Mit dem "Progress 200" in den Süden
OBERKIRCH Er war damals in den 1950ern der beliebteste und nach dem Fahrrad der am ehesten erschwingliche fahrbare Untersatz: Der Motorroller. Er ist das heimliche Symbol der Wirtschaftswunderjahre – und auffälligstes Stück einer Ausstellung über "Die 50er Jahre in Oberkirch" im dortigen Grimmelshausen-Museum.
Gleich zwei der Prachtstücke werden präsentiert: Ein "Strolch" mit 6,5 PS von 1953 und der "Progress 200" von 1957 mit 16,2 PS Leistung. Sie stehen auch für einen Abschnitt in der Geschichte eines der wichtigsten Unternehmen in der gesamten Ortenau, dem Automobilzulieferer PWO in Oberkirch-Stadelhofen, heute einer der Technologieführer in Sachen Sicherheits- und Komfortkomponenten für PKWs und einer der großen Arbeitgeber der Region.

» Kurze Aufgabe 1
Welche Zeilen der Datensätze enthalten die Zeichenfolge „wall“? Zeige jede davon und achte dabei auf Groß- und Kleinschreibung.

» Zu verarbeitende Daten
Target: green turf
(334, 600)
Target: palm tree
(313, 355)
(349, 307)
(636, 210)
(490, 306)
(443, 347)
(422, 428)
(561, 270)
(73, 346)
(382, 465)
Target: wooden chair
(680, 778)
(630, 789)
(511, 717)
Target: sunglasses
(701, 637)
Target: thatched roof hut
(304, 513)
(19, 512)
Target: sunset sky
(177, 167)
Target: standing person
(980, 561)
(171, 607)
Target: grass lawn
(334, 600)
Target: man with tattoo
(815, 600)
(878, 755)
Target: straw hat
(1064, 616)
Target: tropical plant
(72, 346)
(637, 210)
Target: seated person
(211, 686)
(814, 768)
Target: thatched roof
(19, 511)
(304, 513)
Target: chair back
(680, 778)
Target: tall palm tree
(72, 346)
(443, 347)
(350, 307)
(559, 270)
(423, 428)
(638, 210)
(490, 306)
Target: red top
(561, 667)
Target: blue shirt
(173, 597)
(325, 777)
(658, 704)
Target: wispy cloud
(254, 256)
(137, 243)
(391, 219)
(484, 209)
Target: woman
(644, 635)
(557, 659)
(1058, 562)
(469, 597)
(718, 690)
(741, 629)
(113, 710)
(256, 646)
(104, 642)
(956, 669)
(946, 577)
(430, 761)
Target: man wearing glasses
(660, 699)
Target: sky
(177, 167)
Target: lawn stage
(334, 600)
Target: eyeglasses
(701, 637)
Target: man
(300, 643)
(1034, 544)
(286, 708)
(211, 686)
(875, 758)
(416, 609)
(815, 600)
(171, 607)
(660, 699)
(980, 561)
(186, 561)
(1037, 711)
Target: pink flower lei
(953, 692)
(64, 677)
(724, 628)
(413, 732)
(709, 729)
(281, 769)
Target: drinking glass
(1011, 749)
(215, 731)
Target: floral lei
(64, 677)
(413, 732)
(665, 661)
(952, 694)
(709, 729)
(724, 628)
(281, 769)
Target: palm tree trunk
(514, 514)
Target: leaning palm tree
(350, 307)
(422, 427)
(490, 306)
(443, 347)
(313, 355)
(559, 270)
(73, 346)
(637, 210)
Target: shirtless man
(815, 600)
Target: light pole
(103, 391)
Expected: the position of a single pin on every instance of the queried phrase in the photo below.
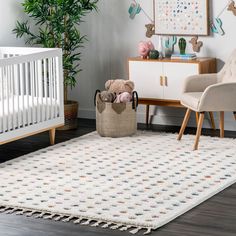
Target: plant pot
(71, 112)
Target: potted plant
(56, 25)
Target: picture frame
(181, 17)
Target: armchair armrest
(219, 97)
(198, 83)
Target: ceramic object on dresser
(153, 54)
(160, 47)
(182, 46)
(169, 43)
(144, 48)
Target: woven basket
(71, 111)
(116, 119)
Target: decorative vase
(71, 111)
(182, 46)
(160, 47)
(153, 54)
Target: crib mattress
(26, 110)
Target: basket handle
(95, 96)
(134, 100)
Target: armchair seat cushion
(191, 100)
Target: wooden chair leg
(199, 130)
(52, 133)
(222, 132)
(147, 114)
(197, 117)
(184, 124)
(212, 120)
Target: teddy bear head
(119, 86)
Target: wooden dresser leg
(222, 132)
(52, 133)
(147, 114)
(184, 124)
(212, 120)
(197, 117)
(199, 131)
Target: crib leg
(52, 133)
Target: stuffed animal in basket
(119, 86)
(123, 98)
(107, 96)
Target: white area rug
(133, 183)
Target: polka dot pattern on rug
(145, 180)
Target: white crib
(31, 92)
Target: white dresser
(159, 82)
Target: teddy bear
(107, 96)
(119, 86)
(123, 98)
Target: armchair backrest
(228, 72)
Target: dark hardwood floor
(215, 217)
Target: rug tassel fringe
(149, 230)
(49, 217)
(106, 225)
(96, 224)
(30, 213)
(116, 226)
(135, 231)
(40, 215)
(77, 221)
(125, 228)
(58, 218)
(68, 219)
(10, 211)
(86, 222)
(4, 209)
(22, 212)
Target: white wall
(113, 38)
(10, 12)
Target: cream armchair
(209, 93)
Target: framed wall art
(181, 17)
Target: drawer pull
(161, 80)
(166, 81)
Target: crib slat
(60, 101)
(45, 70)
(17, 99)
(8, 96)
(40, 90)
(23, 112)
(54, 87)
(32, 75)
(2, 100)
(27, 91)
(37, 91)
(50, 87)
(12, 97)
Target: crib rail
(31, 88)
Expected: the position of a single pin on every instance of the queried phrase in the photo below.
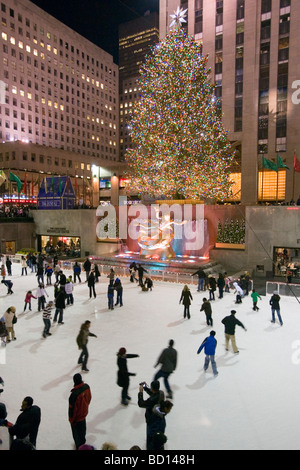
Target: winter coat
(28, 297)
(230, 323)
(168, 360)
(123, 374)
(206, 307)
(255, 296)
(27, 424)
(212, 283)
(79, 401)
(82, 338)
(274, 302)
(8, 318)
(186, 297)
(69, 287)
(60, 299)
(91, 280)
(209, 345)
(154, 399)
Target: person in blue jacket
(209, 345)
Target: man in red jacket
(79, 401)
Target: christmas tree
(180, 148)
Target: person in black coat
(206, 308)
(230, 323)
(60, 305)
(27, 423)
(123, 374)
(212, 285)
(91, 284)
(186, 298)
(87, 267)
(119, 289)
(155, 397)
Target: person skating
(47, 319)
(155, 396)
(201, 279)
(123, 374)
(275, 307)
(27, 423)
(255, 296)
(8, 283)
(212, 285)
(91, 284)
(206, 308)
(9, 316)
(209, 344)
(28, 298)
(157, 421)
(230, 323)
(60, 305)
(82, 341)
(79, 401)
(186, 298)
(168, 361)
(119, 289)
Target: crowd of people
(23, 433)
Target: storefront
(287, 260)
(61, 246)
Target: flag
(16, 179)
(296, 164)
(2, 177)
(280, 163)
(268, 164)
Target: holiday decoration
(179, 146)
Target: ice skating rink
(253, 404)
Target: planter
(231, 246)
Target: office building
(254, 56)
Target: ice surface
(252, 404)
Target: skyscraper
(253, 54)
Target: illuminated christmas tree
(180, 148)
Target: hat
(77, 379)
(155, 385)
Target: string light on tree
(180, 148)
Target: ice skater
(255, 296)
(275, 307)
(47, 318)
(209, 345)
(206, 308)
(168, 361)
(82, 340)
(230, 323)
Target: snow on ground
(252, 404)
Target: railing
(283, 288)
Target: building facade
(253, 52)
(136, 37)
(59, 99)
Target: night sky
(97, 20)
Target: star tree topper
(178, 18)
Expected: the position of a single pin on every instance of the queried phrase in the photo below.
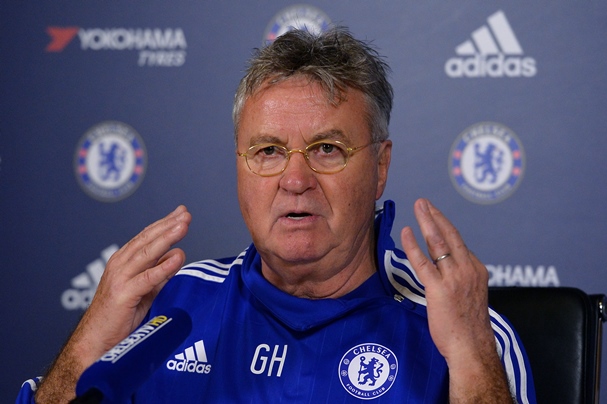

» Kurze Aufgabe 2
Stimmen die folgenden Aussagen mit dem gegebenen Text überein? Beantworte jede mit Ja oder Nein und zitiere wörtlich die entscheidende Stelle des Textes.
(a) Der „Strolch“ hat 6,5 PS und stammt von 1953.
(b) Die Ausstellung ist im Grimmelshausen-Museum zu sehen.
(c) Der „Progress 200“ wurde 1953 gebaut.

» Erwartete Antwort 1
Target: white wall
Target: framed wall art

» Erwartete Antwort 2
(a) Ja: „Ein "Strolch" mit 6,5 PS von 1953“
(b) Ja: „im dortigen Grimmelshausen-Museum“
(c) Nein: „der "Progress 200" von 1957“